» **WORKING DATA**
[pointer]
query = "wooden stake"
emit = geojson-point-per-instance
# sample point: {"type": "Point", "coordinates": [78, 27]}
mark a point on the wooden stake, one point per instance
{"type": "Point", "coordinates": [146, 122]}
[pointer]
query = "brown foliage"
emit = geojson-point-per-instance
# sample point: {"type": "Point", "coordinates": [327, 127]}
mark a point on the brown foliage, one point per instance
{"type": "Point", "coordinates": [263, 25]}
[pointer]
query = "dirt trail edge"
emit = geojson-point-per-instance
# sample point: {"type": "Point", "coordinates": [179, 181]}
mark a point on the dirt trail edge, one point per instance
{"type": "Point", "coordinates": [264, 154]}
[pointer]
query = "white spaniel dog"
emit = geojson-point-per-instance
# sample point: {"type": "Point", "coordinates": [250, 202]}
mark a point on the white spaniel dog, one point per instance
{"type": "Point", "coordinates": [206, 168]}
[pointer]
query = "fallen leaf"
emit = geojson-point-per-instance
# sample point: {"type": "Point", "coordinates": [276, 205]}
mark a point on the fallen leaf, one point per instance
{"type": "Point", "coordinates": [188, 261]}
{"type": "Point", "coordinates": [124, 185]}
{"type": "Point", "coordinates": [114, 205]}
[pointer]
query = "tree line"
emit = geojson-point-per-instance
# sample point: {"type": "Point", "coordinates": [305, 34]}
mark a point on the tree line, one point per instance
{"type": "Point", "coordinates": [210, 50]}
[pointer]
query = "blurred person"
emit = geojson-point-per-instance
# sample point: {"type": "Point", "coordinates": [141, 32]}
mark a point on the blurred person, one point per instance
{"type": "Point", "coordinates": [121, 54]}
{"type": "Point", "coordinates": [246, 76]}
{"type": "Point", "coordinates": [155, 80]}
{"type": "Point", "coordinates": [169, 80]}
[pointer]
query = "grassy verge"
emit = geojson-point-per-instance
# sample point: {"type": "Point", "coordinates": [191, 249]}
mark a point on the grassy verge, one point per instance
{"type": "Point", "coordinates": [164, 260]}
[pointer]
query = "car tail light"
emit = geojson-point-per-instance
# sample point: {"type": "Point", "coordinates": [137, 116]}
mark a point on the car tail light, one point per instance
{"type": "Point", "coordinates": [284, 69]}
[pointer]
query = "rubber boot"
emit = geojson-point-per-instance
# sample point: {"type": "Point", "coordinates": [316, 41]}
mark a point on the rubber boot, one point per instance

» **WHAT IS BEING ASKED**
Please state how many of the lines above contain the string "light", matching case exactly, and give only the number.

» **TASK OUTPUT**
2